ПИСЬМЕННОЕ ЗАДАНИЕ:
Отредактируйте часть отрывка о петербургской поэзии, которая начинается со слов «А в ХХ веке» и заканчивается словами «платье голого короля).»: приведите ее заново, заменив «гранита» на «мрамора».

ОТРЫВОК:

★ ★ ★

Она, как мне кажется, в поэзии - одна из самых петербургских. Не темами, не соблюдением каких-то никем не сформулированных традиций, (или хотя бы нарушением их) а по тому духу стихов, что формулировке не поддаётся. Смутно ощутимый пунктир от самого Державина, и до начала ХХ1 века…

А в ХХ веке – разветвившаяся молния высветила петербургскую поэтику короткой вспышкой истинного «акмэ» русской поэзии – за все два с половиной века, что существует стих по-русски. Эта молния невообразима без гранита, без белых колонн и охристых стен Питера. После акмеистов не осталось школы-продолжения. Но нет ни одного значительного поэта, который не пробовал бы мир по-акмеистски, на ощупь и на вкус. (Всякий абсурд и полуабсурд, да и всякая, вторично за Хлебниковым идущая, корявая имитация поэзии тут не в счёт: сколько бы к ней ни обращались, это всегда в лучшем случае лабораторная работа, а то и вовсе платье голого короля).

Раиса Вдовина одна из тех, кто продолжает «петербургскую поэтику, дотянувшуюся не только до шестидесятых годов, но и и доныне. Ведь прежде всего благодаря Мандельштаму» (В. Вейдле 1978 г.).

★ ★ ★

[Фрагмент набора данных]
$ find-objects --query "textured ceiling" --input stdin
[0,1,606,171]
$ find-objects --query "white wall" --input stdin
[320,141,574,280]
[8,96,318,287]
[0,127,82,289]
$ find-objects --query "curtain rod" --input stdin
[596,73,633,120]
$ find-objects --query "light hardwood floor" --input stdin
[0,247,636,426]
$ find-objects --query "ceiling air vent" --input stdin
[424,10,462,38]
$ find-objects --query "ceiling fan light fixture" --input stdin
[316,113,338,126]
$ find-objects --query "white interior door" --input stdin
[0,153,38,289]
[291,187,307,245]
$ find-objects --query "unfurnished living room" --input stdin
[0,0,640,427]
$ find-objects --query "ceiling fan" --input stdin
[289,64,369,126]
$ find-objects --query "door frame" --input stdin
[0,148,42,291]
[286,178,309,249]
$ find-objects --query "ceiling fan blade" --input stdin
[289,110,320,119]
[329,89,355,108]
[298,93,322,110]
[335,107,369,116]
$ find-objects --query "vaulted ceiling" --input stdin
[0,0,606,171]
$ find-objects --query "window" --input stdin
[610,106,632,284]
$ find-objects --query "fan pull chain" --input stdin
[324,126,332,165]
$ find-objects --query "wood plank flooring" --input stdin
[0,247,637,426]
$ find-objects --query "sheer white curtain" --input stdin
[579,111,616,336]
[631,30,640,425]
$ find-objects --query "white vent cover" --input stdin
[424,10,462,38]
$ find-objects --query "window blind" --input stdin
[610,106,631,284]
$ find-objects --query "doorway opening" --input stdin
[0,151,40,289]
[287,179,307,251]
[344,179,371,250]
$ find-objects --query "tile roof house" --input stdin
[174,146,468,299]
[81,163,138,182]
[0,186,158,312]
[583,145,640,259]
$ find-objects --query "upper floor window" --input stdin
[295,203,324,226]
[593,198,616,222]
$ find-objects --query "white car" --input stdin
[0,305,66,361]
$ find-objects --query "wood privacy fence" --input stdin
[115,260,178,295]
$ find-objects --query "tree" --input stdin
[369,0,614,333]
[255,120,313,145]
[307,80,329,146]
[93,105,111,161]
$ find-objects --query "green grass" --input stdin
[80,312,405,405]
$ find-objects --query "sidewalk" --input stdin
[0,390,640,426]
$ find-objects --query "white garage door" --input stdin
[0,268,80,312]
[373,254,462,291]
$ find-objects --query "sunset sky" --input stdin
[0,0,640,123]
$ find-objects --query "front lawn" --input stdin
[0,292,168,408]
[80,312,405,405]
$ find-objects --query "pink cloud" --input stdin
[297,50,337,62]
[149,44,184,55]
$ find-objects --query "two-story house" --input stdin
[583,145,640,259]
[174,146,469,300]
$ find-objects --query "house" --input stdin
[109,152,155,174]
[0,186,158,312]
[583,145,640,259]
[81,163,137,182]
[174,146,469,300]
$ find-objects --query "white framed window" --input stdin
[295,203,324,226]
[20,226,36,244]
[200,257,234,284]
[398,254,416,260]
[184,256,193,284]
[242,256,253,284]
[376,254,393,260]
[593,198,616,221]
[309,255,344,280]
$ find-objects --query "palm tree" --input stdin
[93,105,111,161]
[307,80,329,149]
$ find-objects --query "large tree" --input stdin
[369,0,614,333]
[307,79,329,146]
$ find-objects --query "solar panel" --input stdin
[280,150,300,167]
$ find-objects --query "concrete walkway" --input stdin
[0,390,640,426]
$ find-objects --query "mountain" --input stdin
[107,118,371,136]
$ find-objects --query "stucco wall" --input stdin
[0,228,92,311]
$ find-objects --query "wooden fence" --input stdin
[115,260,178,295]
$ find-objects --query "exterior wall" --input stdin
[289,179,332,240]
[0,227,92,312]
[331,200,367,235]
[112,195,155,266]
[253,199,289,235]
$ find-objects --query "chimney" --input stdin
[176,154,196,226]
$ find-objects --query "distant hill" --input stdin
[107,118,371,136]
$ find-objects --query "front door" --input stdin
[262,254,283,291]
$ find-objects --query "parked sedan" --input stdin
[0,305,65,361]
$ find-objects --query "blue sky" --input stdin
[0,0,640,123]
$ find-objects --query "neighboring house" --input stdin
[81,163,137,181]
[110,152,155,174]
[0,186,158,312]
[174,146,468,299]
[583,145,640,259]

★ ★ ★

ОТВЕТ НИЖЕ:
А в ХХ веке – разветвившаяся молния высветила петербургскую поэтику короткой вспышкой истинного «акмэ» русской поэзии – за все два с половиной века, что существует стих по-русски. Эта молния невообразима без мрамора, без белых колонн и охристых стен Питера. После акмеистов не осталось школы-продолжения. Но нет ни одного значительного поэта, который не пробовал бы мир по-акмеистски, на ощупь и на вкус. (Всякий абсурд и полуабсурд, да и всякая, вторично за Хлебниковым идущая, корявая имитация поэзии тут не в счёт: сколько бы к ней ни обращались, это всегда в лучшем случае лабораторная работа, а то и вовсе платье голого короля).